• [Task instructions]: Set down, exactly as written, every line from the top of the records below to the line containing "positive clicks: (532, 457)", both ends included, and no others.

(Dataset entries)
———
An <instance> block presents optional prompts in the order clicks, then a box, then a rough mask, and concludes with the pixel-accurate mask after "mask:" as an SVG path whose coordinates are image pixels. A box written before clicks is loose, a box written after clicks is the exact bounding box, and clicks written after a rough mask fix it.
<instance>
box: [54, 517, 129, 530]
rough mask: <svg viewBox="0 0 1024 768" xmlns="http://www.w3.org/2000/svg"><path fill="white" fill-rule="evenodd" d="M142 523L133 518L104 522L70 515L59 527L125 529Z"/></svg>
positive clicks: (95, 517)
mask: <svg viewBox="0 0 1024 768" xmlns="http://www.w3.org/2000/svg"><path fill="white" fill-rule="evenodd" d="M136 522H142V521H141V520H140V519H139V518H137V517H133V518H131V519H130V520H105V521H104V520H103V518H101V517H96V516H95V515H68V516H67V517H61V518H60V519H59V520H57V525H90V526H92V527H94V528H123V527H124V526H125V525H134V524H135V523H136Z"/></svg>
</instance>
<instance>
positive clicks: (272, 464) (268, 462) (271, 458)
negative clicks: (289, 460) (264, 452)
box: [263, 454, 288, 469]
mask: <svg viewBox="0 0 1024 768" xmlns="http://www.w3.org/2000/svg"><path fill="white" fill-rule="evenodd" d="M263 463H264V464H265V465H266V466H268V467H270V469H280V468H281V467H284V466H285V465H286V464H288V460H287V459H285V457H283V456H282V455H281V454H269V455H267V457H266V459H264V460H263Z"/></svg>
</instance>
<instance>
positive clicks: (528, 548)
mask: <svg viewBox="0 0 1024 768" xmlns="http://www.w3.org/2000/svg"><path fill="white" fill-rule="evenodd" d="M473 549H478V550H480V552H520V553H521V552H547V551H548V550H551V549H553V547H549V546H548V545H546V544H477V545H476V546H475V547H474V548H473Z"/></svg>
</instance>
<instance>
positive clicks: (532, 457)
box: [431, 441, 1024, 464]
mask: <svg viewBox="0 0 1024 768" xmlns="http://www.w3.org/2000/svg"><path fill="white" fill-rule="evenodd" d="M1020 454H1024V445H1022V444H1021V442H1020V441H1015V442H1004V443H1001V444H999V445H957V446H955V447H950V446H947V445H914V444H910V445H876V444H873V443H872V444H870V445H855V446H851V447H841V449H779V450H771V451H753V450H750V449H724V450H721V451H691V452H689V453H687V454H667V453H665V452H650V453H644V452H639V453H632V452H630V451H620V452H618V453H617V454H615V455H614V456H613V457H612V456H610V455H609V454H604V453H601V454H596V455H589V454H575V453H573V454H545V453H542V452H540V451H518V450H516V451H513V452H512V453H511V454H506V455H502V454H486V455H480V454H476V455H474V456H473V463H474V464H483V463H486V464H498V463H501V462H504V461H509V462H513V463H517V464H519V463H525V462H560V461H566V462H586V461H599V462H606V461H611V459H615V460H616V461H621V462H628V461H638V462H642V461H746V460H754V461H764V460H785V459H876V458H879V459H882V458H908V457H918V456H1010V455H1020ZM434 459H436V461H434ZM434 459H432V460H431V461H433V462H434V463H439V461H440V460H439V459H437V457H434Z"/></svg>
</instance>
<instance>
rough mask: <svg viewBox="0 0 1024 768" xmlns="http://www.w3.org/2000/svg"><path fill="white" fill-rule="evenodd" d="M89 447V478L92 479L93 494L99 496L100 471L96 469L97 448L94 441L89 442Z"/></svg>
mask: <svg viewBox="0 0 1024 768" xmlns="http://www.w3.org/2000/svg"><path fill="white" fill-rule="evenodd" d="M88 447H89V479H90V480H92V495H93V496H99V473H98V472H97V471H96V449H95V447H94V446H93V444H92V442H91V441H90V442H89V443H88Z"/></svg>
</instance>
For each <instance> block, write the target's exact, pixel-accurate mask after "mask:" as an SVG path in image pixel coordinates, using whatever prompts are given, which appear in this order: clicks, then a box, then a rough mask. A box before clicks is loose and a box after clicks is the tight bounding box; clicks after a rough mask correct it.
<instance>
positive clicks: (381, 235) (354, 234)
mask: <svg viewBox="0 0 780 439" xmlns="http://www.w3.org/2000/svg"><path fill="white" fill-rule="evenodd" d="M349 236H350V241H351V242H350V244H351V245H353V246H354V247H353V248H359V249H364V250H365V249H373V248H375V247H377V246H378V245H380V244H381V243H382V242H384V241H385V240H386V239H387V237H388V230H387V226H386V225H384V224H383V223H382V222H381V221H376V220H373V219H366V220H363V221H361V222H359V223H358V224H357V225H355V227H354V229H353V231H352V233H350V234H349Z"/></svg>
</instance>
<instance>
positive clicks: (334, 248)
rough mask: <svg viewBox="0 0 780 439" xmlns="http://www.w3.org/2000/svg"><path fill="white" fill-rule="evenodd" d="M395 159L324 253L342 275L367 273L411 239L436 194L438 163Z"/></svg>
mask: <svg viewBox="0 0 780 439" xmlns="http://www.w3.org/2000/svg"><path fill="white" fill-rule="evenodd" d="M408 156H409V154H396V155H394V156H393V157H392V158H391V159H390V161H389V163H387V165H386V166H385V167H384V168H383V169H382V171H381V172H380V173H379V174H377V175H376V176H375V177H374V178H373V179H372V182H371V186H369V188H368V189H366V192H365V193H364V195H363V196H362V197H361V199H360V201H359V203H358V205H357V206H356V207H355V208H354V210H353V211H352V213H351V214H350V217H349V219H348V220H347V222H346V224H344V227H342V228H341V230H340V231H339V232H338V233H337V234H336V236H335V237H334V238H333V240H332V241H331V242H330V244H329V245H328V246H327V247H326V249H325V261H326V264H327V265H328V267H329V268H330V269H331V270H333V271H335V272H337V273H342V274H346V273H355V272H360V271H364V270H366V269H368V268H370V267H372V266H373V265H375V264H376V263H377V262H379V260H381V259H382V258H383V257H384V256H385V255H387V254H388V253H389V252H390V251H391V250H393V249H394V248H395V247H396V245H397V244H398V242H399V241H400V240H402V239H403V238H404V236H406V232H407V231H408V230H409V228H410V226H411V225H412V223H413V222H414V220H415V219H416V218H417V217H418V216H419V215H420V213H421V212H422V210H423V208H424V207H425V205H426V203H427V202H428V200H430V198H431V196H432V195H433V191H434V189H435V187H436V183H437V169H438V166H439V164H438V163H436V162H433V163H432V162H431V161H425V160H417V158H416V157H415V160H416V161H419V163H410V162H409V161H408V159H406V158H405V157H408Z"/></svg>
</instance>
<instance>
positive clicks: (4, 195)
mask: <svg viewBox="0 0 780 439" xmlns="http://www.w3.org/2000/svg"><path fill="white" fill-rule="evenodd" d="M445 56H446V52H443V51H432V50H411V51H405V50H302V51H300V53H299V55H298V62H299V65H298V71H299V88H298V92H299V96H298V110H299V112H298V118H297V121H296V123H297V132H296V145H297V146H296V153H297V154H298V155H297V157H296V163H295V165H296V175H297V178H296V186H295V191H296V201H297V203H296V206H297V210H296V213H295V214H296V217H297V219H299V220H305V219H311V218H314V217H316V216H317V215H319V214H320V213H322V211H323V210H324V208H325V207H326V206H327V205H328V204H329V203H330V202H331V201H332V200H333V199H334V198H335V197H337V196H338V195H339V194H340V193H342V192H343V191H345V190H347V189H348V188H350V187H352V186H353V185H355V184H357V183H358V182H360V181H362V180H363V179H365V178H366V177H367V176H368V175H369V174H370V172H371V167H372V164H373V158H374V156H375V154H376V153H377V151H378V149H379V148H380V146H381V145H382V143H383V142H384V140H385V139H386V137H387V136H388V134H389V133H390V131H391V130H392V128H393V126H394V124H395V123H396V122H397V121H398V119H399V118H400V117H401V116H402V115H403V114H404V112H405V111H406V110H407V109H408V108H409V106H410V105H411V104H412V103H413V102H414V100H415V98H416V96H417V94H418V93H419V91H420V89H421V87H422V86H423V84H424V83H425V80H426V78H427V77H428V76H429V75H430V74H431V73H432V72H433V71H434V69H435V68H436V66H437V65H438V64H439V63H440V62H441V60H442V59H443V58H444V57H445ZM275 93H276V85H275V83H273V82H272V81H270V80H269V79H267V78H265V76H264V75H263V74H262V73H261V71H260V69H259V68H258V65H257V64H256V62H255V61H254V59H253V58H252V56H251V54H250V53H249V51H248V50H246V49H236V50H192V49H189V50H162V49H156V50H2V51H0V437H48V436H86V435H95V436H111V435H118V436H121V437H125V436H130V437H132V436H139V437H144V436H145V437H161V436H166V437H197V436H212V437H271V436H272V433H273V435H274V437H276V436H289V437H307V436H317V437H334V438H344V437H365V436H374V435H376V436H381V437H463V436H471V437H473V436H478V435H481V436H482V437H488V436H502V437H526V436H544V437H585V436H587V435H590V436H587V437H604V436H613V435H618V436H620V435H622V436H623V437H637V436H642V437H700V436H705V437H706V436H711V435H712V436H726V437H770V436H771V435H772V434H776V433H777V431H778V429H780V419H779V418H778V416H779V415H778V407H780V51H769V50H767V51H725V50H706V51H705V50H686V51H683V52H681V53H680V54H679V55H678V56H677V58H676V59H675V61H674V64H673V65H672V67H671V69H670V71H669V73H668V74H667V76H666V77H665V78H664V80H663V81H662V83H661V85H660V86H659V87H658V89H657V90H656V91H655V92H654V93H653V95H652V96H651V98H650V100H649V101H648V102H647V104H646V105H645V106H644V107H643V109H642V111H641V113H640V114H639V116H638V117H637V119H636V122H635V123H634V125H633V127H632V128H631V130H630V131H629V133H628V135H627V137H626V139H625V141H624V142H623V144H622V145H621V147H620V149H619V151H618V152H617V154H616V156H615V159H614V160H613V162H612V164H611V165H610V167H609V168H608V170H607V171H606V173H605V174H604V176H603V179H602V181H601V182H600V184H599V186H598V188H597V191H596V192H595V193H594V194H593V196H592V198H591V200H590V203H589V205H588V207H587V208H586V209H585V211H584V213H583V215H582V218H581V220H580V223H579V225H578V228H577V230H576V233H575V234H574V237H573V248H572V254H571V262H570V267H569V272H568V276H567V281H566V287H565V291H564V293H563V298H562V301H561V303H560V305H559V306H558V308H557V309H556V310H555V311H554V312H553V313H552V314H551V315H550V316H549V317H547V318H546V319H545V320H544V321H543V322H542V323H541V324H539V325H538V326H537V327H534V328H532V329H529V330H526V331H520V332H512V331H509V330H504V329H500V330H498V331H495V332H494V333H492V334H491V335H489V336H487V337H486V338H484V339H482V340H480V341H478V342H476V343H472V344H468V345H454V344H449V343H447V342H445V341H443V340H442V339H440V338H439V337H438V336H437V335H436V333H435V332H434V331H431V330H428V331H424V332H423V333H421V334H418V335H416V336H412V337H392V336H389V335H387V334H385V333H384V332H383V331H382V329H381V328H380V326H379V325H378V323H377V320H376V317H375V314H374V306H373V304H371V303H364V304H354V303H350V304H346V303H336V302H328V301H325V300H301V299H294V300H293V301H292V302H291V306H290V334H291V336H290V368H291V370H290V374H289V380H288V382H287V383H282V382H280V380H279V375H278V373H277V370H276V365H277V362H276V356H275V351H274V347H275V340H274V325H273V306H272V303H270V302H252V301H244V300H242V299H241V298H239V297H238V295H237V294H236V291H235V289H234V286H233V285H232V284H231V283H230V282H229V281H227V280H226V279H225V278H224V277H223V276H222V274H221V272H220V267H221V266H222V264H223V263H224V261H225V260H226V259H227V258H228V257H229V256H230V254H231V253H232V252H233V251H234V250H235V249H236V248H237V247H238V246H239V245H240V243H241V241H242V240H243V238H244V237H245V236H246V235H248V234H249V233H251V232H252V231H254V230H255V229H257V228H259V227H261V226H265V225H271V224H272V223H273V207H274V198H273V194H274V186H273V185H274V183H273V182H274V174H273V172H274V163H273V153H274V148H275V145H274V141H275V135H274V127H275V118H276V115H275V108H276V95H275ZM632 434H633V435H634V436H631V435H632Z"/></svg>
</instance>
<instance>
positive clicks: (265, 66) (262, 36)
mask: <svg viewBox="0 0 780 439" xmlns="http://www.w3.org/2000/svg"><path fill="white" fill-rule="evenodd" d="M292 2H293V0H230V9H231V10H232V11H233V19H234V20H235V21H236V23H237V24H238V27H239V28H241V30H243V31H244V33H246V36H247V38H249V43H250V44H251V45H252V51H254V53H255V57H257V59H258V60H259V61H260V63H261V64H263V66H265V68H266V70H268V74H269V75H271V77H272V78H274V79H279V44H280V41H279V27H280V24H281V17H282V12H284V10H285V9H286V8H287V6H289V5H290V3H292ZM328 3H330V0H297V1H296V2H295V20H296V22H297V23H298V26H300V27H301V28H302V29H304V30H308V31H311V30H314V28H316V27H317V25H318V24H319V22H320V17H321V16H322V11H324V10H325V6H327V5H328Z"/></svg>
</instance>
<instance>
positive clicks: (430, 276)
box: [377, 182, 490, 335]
———
• [Written response]:
An <instance> block presents optional prompts in the order clicks, then a box, then a rough mask, and concludes with the pixel-accurate mask after "mask:" as an SVG path whose coordinates are image pixels. A box written before clicks is loose, a box written after clicks is the exact bounding box, and clicks written after a rough mask fix it.
<instance>
box: [54, 517, 129, 530]
rough mask: <svg viewBox="0 0 1024 768" xmlns="http://www.w3.org/2000/svg"><path fill="white" fill-rule="evenodd" d="M142 523L133 518L104 522L70 515L59 527L125 529Z"/></svg>
positive clicks: (95, 517)
mask: <svg viewBox="0 0 1024 768" xmlns="http://www.w3.org/2000/svg"><path fill="white" fill-rule="evenodd" d="M136 522H142V521H141V520H140V519H139V518H137V517H133V518H131V519H130V520H105V521H104V520H103V518H101V517H96V516H95V515H68V516H67V517H61V518H60V519H59V520H57V525H90V526H92V527H94V528H123V527H124V526H125V525H134V524H135V523H136Z"/></svg>
</instance>
<instance>
positive clicks: (272, 464) (268, 462) (271, 458)
negative clicks: (289, 460) (264, 452)
box: [263, 454, 288, 469]
mask: <svg viewBox="0 0 1024 768" xmlns="http://www.w3.org/2000/svg"><path fill="white" fill-rule="evenodd" d="M263 463H264V464H265V465H266V466H268V467H270V469H280V468H281V467H284V466H285V465H286V464H288V460H287V459H285V457H283V456H282V455H281V454H269V455H267V457H266V459H264V460H263Z"/></svg>
</instance>
<instance>
positive clicks: (528, 548)
mask: <svg viewBox="0 0 1024 768" xmlns="http://www.w3.org/2000/svg"><path fill="white" fill-rule="evenodd" d="M473 549H478V550H480V552H520V553H521V552H547V551H548V550H551V549H553V547H549V546H548V545H546V544H477V545H476V546H475V547H474V548H473Z"/></svg>
</instance>
<instance>
positive clicks: (532, 457)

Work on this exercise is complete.